_EXERCISE PROMPT_
Give all of the lines again exactly as they read.

_PROVIDED RECORDS_

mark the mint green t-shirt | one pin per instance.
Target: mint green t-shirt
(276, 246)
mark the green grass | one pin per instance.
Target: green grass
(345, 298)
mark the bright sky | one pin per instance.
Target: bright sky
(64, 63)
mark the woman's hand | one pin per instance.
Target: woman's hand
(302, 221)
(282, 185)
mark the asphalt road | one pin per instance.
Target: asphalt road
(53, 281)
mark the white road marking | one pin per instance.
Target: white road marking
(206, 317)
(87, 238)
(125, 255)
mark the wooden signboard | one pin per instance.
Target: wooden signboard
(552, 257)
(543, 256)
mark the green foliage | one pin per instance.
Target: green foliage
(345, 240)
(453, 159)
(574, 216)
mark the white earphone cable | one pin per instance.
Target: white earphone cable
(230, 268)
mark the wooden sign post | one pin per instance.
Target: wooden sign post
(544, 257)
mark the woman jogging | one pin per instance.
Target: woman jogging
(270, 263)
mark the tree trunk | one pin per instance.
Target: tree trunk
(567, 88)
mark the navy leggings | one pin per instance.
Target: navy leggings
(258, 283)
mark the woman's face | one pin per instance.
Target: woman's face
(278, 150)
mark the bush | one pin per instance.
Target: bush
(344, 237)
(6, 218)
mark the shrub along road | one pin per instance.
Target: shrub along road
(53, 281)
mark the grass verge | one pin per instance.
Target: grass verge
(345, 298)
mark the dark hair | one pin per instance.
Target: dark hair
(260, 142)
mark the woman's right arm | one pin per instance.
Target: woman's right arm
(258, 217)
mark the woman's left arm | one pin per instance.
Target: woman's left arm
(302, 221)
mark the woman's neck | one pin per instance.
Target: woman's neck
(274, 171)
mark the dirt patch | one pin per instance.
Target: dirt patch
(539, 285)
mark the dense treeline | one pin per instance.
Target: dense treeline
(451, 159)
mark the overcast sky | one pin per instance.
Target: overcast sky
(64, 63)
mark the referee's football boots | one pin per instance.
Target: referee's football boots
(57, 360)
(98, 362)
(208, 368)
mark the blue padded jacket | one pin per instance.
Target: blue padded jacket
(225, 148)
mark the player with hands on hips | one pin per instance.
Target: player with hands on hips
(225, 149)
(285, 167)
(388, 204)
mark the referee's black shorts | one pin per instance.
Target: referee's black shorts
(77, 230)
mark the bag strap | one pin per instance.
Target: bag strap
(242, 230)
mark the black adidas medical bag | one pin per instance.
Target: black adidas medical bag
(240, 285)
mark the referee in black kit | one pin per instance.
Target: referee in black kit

_THE COMPLETED TASK_
mark the mint green t-shirt | one pin per instance.
Target: mint green t-shirt
(276, 246)
mark the green grass | one pin per instance.
Target: green grass
(345, 298)
mark the bright sky | one pin per instance.
Target: bright sky
(64, 63)
mark the woman's hand | one pin per instance.
Target: woman's hand
(302, 221)
(282, 185)
mark the asphalt road | one pin per instance.
Target: asphalt road
(53, 281)
mark the white road marking | one pin per instance.
Target: white road marking
(206, 317)
(87, 238)
(125, 255)
mark the wooden signboard | one pin per instance.
Target: wooden signboard
(552, 257)
(543, 256)
mark the green foliage | one pin per instance.
Target: green foliage
(345, 240)
(453, 159)
(574, 216)
mark the white earphone cable | one pin per instance.
Target: white earphone cable
(230, 268)
mark the wooden sign post | one pin per instance.
Target: wooden sign post
(544, 257)
mark the woman jogging | one pin per instance.
Target: woman jogging
(270, 263)
mark the tree trunk | one pin per instance.
Target: tree trunk
(567, 88)
mark the navy leggings | one pin per instance.
Target: navy leggings
(258, 283)
mark the woman's face | one pin per instance.
Target: woman's face
(278, 150)
mark the bush | one pin per instance.
Target: bush
(344, 237)
(6, 218)
mark the shrub along road | one pin per instance.
Target: shrub along road
(53, 281)
mark the grass verge | one pin per instance.
Target: grass verge
(345, 298)
mark the dark hair | one pin per instance.
Target: dark hair
(260, 142)
mark the woman's right arm | one pin per instance.
Target: woman's right arm
(258, 217)
mark the woman's left arm | one pin per instance.
Target: woman's left arm
(302, 221)
mark the woman's neck | one pin per instance.
Target: woman's neck
(274, 171)
mark the dirt patch | one pin per instance.
Target: dirt patch
(539, 285)
mark the dense treeline | one pin per instance.
Target: dense treeline
(451, 159)
mark the overcast sky | one pin per instance.
Target: overcast sky
(64, 63)
mark the referee's football boots | one pin per instance.
Target: referee's football boots
(57, 360)
(98, 362)
(208, 368)
mark the blue padded jacket | one pin per instance.
Target: blue padded jacket
(225, 148)
mark the player with hands on hips | one pin per instance.
Target: player with hands on hips
(225, 149)
(285, 167)
(388, 204)
mark the referee's black shorts | one pin per instance.
Target: referee's black shorts
(77, 230)
mark the bag strap | one pin per instance.
Target: bag strap
(242, 230)
mark the black adidas medical bag | one pin per instance.
Target: black adidas medical bag
(240, 285)
mark the referee in black kit | one pin per instance.
Target: referee in black kit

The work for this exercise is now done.